• Exercise directions: Please give back, word for word, only the lines starting at the one containing "Target: black stripe on jersey" and ending at the one containing "form: point(149, 94)." within the material below.

• Provided data:
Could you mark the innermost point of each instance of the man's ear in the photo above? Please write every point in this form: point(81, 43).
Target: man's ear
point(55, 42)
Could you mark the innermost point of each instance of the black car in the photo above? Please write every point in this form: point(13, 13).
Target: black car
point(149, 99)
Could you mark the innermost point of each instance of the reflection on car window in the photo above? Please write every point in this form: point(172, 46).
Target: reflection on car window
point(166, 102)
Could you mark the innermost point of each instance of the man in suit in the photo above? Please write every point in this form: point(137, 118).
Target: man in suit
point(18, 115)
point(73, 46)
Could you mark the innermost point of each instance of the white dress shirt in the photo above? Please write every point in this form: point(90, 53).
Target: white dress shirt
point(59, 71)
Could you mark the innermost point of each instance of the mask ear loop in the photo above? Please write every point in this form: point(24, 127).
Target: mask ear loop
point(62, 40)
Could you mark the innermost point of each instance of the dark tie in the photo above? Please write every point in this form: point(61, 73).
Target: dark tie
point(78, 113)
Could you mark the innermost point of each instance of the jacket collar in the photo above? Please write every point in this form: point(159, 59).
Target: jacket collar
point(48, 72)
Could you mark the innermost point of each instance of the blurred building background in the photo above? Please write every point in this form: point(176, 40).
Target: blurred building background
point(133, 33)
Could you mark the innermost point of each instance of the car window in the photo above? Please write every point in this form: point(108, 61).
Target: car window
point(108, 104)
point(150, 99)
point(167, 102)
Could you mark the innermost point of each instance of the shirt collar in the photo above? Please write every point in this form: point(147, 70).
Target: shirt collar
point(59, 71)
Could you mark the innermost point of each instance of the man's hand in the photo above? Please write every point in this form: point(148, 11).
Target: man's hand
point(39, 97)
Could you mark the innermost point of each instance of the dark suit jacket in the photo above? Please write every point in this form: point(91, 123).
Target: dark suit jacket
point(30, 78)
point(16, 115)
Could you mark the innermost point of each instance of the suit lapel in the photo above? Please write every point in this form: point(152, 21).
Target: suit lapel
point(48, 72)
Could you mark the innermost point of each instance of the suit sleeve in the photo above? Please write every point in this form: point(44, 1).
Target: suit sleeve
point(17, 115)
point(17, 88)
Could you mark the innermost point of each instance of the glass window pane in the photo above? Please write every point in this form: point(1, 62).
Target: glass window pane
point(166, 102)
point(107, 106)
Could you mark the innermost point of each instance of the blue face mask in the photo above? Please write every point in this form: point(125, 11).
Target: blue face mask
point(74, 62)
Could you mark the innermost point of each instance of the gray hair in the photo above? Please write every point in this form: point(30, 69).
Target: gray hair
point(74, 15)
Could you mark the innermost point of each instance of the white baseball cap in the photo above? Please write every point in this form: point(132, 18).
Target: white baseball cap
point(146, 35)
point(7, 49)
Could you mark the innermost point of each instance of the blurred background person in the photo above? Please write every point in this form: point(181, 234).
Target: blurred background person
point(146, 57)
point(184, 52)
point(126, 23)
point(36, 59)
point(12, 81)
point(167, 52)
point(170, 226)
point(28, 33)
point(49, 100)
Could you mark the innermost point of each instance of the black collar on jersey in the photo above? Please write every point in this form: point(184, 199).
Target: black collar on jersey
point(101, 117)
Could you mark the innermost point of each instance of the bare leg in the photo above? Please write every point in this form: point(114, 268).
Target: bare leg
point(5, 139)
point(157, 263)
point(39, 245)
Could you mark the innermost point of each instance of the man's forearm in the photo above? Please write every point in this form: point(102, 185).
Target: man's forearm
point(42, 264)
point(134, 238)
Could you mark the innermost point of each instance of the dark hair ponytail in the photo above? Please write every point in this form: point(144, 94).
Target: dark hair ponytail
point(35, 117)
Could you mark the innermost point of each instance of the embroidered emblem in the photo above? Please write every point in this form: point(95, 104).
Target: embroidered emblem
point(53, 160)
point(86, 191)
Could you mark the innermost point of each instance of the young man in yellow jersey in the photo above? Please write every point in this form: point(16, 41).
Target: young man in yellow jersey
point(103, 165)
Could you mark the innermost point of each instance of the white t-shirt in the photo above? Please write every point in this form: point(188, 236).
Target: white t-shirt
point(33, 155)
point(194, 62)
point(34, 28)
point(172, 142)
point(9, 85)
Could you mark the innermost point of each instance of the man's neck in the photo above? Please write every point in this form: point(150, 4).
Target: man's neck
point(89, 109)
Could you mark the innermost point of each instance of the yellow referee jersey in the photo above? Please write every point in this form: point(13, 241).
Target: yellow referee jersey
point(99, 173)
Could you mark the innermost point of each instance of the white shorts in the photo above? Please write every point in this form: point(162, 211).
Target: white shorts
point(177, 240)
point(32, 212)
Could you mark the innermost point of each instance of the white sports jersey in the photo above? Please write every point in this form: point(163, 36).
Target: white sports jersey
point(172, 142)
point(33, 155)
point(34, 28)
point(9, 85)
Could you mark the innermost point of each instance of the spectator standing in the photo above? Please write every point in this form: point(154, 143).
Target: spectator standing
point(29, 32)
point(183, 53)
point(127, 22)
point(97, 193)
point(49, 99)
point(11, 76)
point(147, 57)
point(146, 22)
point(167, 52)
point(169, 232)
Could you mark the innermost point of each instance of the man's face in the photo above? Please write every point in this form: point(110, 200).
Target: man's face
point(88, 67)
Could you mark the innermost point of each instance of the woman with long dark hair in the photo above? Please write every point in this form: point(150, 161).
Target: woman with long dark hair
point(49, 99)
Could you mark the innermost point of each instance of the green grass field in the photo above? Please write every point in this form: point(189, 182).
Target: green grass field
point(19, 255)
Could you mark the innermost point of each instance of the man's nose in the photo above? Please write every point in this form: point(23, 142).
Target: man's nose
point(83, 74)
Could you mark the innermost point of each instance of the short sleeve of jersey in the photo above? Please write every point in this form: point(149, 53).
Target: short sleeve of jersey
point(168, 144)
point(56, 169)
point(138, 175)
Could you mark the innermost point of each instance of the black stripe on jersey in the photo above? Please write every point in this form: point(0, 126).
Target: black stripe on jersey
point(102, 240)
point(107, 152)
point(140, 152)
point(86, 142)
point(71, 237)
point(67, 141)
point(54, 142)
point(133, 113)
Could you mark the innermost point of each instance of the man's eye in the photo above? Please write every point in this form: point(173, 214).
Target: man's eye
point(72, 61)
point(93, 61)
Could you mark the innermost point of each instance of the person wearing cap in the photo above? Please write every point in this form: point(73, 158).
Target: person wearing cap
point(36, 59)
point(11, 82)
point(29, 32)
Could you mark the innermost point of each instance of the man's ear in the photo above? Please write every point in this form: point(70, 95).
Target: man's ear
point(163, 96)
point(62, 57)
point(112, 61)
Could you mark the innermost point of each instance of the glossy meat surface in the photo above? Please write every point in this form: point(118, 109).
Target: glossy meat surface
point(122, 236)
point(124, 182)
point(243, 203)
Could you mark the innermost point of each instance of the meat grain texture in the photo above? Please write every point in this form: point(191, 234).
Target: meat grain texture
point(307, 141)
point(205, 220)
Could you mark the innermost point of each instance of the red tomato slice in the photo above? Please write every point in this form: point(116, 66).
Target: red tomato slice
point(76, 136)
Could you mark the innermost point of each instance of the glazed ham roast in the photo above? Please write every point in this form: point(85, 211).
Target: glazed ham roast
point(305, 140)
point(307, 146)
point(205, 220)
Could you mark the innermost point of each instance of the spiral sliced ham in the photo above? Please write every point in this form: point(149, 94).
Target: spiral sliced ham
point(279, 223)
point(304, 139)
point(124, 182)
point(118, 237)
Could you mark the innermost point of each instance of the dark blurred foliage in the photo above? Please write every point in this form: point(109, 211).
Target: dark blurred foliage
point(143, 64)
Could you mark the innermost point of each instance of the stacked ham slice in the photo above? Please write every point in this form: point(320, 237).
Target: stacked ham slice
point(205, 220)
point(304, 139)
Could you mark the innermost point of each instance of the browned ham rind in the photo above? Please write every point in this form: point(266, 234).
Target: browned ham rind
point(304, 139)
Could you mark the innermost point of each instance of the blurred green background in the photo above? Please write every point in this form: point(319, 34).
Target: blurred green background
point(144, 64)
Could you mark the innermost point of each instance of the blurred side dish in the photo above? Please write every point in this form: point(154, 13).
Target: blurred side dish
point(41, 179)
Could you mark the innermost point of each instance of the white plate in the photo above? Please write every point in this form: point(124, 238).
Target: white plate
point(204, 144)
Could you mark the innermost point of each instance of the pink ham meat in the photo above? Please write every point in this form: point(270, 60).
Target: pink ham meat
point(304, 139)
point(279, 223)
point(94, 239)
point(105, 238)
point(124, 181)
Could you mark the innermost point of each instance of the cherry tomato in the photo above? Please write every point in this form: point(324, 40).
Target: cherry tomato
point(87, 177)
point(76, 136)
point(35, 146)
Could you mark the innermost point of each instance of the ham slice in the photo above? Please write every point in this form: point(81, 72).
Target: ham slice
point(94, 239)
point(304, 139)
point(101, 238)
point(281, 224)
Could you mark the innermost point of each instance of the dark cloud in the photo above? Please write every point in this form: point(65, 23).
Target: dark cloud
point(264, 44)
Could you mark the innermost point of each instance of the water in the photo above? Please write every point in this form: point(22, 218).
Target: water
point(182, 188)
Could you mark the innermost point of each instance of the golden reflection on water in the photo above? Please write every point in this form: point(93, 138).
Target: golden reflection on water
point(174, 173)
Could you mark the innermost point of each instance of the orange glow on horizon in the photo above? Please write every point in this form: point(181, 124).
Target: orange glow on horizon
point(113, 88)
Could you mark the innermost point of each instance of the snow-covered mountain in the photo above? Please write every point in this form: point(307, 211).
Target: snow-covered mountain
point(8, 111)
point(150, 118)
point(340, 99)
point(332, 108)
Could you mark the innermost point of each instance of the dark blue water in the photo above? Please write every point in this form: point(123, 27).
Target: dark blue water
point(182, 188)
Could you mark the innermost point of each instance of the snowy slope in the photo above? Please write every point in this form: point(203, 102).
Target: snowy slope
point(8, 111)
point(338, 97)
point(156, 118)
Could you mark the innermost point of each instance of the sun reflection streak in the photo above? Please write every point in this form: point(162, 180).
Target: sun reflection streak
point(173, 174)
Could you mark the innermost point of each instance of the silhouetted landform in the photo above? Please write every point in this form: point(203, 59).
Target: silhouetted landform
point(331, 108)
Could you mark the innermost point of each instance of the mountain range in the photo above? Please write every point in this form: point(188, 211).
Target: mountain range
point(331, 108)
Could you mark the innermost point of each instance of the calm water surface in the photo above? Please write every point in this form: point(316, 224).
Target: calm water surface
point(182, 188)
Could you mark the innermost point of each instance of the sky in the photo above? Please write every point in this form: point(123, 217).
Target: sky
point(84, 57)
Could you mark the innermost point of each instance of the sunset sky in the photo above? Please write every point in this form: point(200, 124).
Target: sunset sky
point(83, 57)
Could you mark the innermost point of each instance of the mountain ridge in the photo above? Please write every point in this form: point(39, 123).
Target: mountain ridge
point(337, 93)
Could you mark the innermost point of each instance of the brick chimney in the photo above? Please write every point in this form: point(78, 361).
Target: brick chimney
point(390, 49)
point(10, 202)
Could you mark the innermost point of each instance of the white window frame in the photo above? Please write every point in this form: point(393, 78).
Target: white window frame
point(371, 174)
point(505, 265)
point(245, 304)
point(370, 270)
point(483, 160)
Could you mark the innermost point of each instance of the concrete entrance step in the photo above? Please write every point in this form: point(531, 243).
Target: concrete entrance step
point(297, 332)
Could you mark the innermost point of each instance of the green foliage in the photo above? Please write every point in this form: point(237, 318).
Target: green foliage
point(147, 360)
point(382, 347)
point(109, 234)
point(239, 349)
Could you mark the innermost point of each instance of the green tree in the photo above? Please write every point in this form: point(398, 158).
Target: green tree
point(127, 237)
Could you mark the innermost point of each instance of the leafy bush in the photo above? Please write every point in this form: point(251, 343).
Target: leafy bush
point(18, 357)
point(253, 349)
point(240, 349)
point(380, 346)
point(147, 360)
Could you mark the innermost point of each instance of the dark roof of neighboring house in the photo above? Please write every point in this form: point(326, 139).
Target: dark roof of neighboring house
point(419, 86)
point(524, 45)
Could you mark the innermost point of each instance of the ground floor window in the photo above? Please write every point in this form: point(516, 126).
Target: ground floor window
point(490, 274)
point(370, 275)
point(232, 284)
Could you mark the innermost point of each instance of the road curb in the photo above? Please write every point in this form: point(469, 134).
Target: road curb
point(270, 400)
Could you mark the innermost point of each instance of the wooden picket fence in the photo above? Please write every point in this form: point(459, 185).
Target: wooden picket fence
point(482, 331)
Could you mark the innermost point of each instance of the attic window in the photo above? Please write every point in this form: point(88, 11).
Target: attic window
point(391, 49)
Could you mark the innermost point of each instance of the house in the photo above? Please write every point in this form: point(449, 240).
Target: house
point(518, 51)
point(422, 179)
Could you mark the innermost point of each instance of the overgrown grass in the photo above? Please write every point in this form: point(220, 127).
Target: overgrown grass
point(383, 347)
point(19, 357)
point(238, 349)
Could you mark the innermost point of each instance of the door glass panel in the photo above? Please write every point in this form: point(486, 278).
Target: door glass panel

• Answer for this exercise:
Target: black stripe on jersey
point(102, 240)
point(107, 152)
point(140, 152)
point(86, 142)
point(71, 237)
point(67, 141)
point(54, 142)
point(133, 113)
Could you mark the innermost point of each instance of the man's eye in the photo above? Please write every point in this form: point(173, 214).
Target: man's eye
point(72, 61)
point(93, 61)
Could you mark the innermost point of each instance of the person wearing cap in the photo above? Please write every point in this form: point(73, 158).
Target: person wearing cap
point(36, 59)
point(11, 82)
point(29, 32)
Could you mark the innermost point of each instance of the man's ear in the photo above? Please write every point in this form: point(70, 95).
Target: man's ear
point(163, 96)
point(62, 57)
point(112, 61)
Could you mark the innermost point of each instance of the glossy meat surface in the photo above? Please write every point in this form: point(118, 109).
Target: glossy meat surface
point(122, 236)
point(124, 182)
point(243, 203)
Could you mark the innermost point of each instance of the meat grain texture in the photo above? Please write every point in this form: point(191, 234).
Target: meat grain texture
point(307, 141)
point(205, 220)
Could you mark the innermost point of each instance of the red tomato slice in the photo above? Please write every point in this form: point(116, 66).
Target: red tomato slice
point(76, 136)
Could you mark the innermost point of each instance of the glazed ham roast in the photo above? Please write every point in this form: point(85, 211).
Target: glazed ham roast
point(305, 140)
point(307, 146)
point(205, 220)
Could you mark the innermost point of each instance of the spiral sliced ham in the photo above? Please write every point in this form: point(149, 94).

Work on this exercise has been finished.